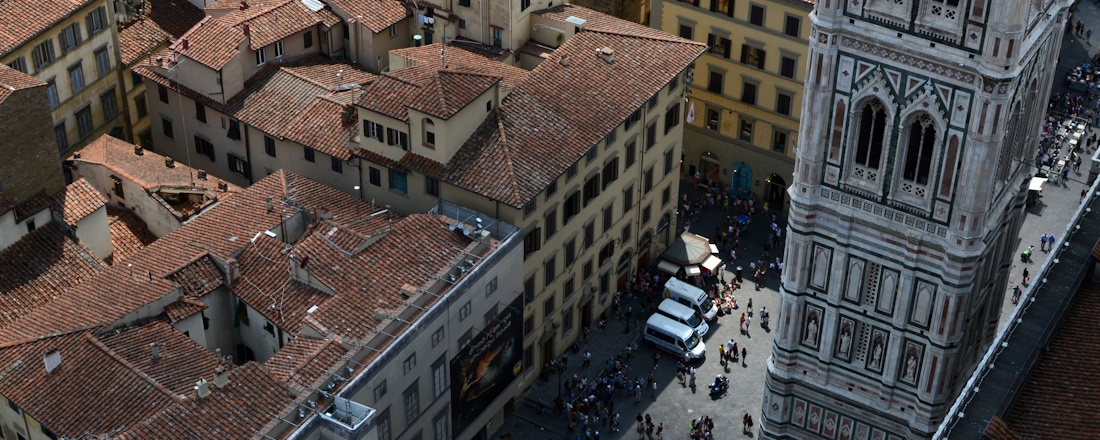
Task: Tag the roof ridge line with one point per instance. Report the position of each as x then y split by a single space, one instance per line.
110 352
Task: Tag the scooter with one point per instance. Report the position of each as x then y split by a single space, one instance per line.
719 386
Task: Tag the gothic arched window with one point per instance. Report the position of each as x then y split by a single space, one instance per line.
919 150
872 127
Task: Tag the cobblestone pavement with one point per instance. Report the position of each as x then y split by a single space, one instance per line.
674 405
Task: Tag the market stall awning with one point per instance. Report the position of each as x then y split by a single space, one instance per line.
668 266
1036 184
712 263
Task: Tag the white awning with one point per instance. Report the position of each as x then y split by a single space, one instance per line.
1036 184
712 263
668 266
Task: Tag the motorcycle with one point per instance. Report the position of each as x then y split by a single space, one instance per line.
719 386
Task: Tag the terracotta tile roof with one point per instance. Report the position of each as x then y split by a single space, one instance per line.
184 308
1060 397
174 17
11 79
222 231
213 42
325 73
91 392
24 19
77 200
999 430
198 277
559 112
418 248
182 361
140 39
146 169
305 360
32 206
40 267
129 234
437 92
267 287
601 22
239 410
376 14
460 59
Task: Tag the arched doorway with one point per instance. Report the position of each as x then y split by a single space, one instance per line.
740 180
708 164
776 193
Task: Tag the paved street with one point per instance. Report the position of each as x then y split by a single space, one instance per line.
675 405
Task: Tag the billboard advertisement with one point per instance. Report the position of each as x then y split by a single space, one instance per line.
485 365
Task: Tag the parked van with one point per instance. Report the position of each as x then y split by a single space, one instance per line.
683 315
673 337
691 296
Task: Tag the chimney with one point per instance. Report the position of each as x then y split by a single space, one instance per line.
220 376
202 388
607 54
53 360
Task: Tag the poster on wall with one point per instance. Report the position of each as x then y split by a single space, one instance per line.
485 366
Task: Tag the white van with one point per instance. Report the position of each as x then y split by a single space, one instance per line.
683 315
673 337
691 296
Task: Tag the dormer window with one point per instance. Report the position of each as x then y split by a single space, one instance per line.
429 133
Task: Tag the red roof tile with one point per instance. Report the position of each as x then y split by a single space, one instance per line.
221 231
25 19
376 14
215 41
147 169
251 399
140 39
305 360
129 234
198 277
1060 397
458 58
267 287
91 392
40 267
180 361
559 112
77 200
11 79
174 17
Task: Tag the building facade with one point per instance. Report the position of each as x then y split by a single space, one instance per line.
747 91
920 125
74 48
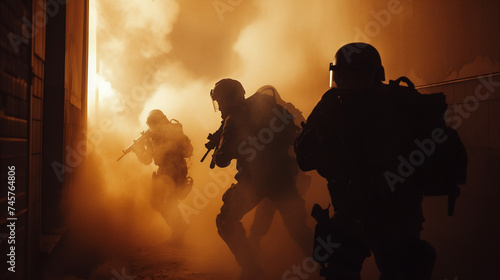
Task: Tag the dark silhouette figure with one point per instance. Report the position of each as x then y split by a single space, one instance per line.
264 213
166 144
354 134
258 133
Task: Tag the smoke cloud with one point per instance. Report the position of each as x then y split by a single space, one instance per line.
167 55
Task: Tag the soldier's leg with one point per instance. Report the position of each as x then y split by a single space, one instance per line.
238 200
164 200
262 221
412 259
292 209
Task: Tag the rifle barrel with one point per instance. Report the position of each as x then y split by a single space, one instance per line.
205 155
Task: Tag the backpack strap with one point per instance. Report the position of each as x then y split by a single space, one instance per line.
402 79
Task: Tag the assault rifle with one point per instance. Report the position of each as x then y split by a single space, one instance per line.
139 140
213 143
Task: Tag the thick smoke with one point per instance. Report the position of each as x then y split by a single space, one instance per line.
167 54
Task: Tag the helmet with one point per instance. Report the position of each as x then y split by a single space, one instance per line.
359 57
155 116
227 90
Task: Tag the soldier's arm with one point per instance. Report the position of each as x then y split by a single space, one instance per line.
144 152
227 148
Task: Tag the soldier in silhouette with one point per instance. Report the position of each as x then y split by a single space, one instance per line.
352 136
258 133
166 144
264 213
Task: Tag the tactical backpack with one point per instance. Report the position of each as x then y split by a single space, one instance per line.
444 165
434 159
271 120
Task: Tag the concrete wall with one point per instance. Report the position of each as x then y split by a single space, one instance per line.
43 63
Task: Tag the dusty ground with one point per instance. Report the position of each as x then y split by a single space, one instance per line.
167 262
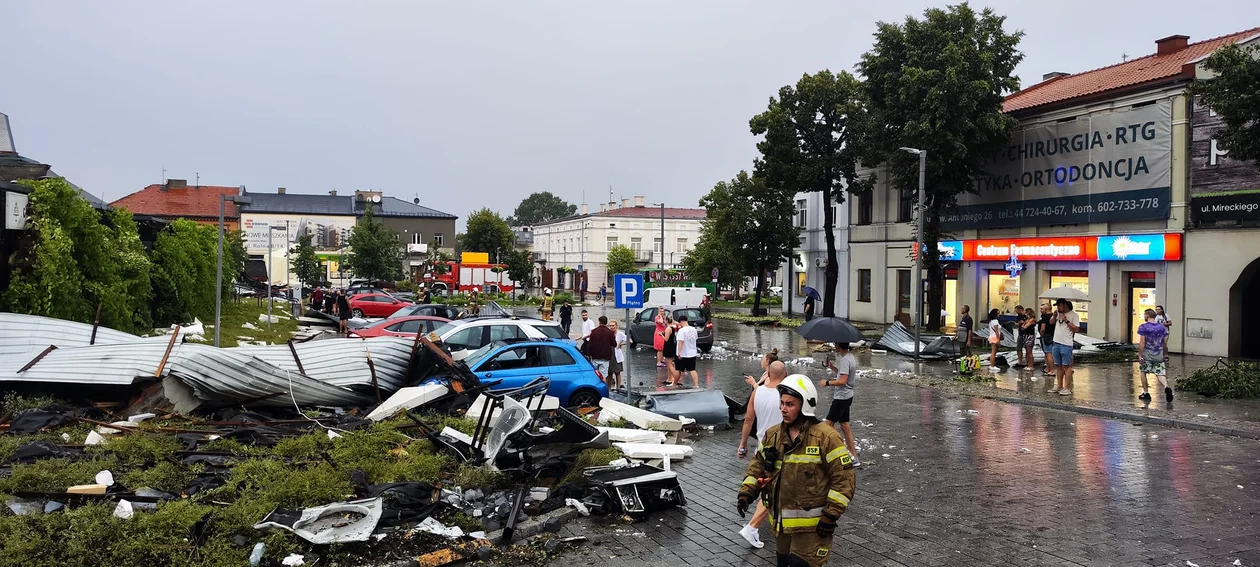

● Exercise: First drop every picture, then print the data above exactly as it stands.

● Exercise output:
Task: Tag the roof ridge line with one point per instance. Report the position of each as x then y split by a single space, one instance per line.
110 352
Task: Tag the scooter with one point per instance. Report the position of each as x then y split by a single space, one instance per line.
719 386
Task: Tag the gothic arched window with one point per instance. Report the position of each as x then y split by a single space, one instance per line.
919 150
872 127
Task: Tag the cobblestone pavement with one point per instance. Report the position of each as x then y split by a single space, one instance per line.
674 405
Task: Tag the market stall awning with one point per instance. Report the position of each as x then y split by a single space, one instance per line.
668 266
1036 184
712 263
Task: Tag the white awning with one point per instance. Report the position of each as x then y split by a single space, one instance per line.
1036 184
712 263
668 266
Task: Tag the motorcycle with one point per instance. Report the position of each as x then y split by a single space, one instance per line.
719 386
Task: Tag the terracotta tile roof with one point per instance. Report the position of each as x then y split by a single space, one instance per line.
184 308
1060 397
174 17
11 79
222 231
213 42
325 73
91 392
24 19
77 200
999 430
198 277
559 112
418 248
182 361
140 39
146 169
305 360
32 206
40 267
129 234
437 92
267 287
601 22
239 410
376 14
460 59
Task: Tag the arched doorway with one point per instance. Report the position of each as x then y split by a single space, one instance per line.
740 180
708 164
776 193
Task: Tag the paved street with one point per instance. Report the position of each as x then y split by a single space, one instance per line.
675 405
Task: Tag the billboard advertisement with one point per instance. Report the position of each as x then y split by a single space, one instance per line.
485 365
Task: Tag the parked van with one point per instance. Report the position of each as x then y split by a single space, one instance per line.
683 315
673 337
691 296
Task: Tag the chimney with one point per instance. Report the position of each as x then y split by a single space, one instance per line.
220 376
202 388
607 54
53 360
Task: Tag the poster on wall with one point per instance. Report the position of each as x then y split by a single space, one instance per line.
485 366
Task: Tag the white van with one point per instance. Report the position of each as x then y split by a single space, one instance per line.
683 315
673 337
691 296
Task: Tag the dormer window with one point per instance. Report the position of each as x then y split by a single space, one instance per line.
429 133
Task: Tag the red roof tile with one point per instance. Report the position of each as x then y split by a single space, one instance per line.
221 231
25 19
376 14
215 41
147 169
251 399
140 39
305 360
129 234
198 277
1060 397
458 58
267 287
91 392
40 267
180 361
559 112
77 200
11 79
174 17
Task: Tag the building facade with one point per instance. Report the position of each as x then y split by a single space, one instance per line.
747 91
920 125
74 48
Task: Tag the dark silhouette figure with one point per instance. Report the position of each as x then y split by a single space, one instance per line.
264 213
166 144
354 134
258 133
Task: Tag the smoke cloud with one point per instance. Report the position of each as x then y split by a single space, one instance per line.
167 55
Task: Tag the soldier's leg with one point per instance. Report the position of each as x then y split by a single space, one instance per line.
238 200
164 200
262 221
412 259
292 209
Task: Tag the rifle barrel with one point per instance. Report the position of each as x then y split by a single space, one instance per line.
205 155
Task: Tag the backpack strap with one point per instance. Report the position of each as x then y split by a single space, one instance per line.
402 79
Task: Tag the assault rifle with one point per instance. Report the position of each as x then y split by a single space, one instance per line.
139 140
213 143
Task: Tag the thick smoke with one point per instance. Report the position of each as x then y split by a single space, one instance per line.
167 54
Task: Tag the helmet with one point per instance. Report the position of each as x then y split by a single space, one instance per line.
359 57
155 116
227 90
Task: Tag the soldier's arm with one point per instance. Report the position of each as x then y split by a single space, one instance per line.
144 152
227 148
Task: Tag the soldier in silhouette with one point per instance. Report the position of each as x then y split by a single space, one instance per line.
352 136
258 133
166 144
264 213
Task: Tag the tactical backpack with one point per instance. Report the position of each as x then y split by a single space, one instance per line.
444 165
434 159
271 120
Task: Tag the concrete wall with one point per instance. Report the position of each as x then y split by a single space, one instance per line.
43 63
Task: Tag the dusty ground with one point per instance. Report the position of each as x then y split by a single space, one instance per line.
167 262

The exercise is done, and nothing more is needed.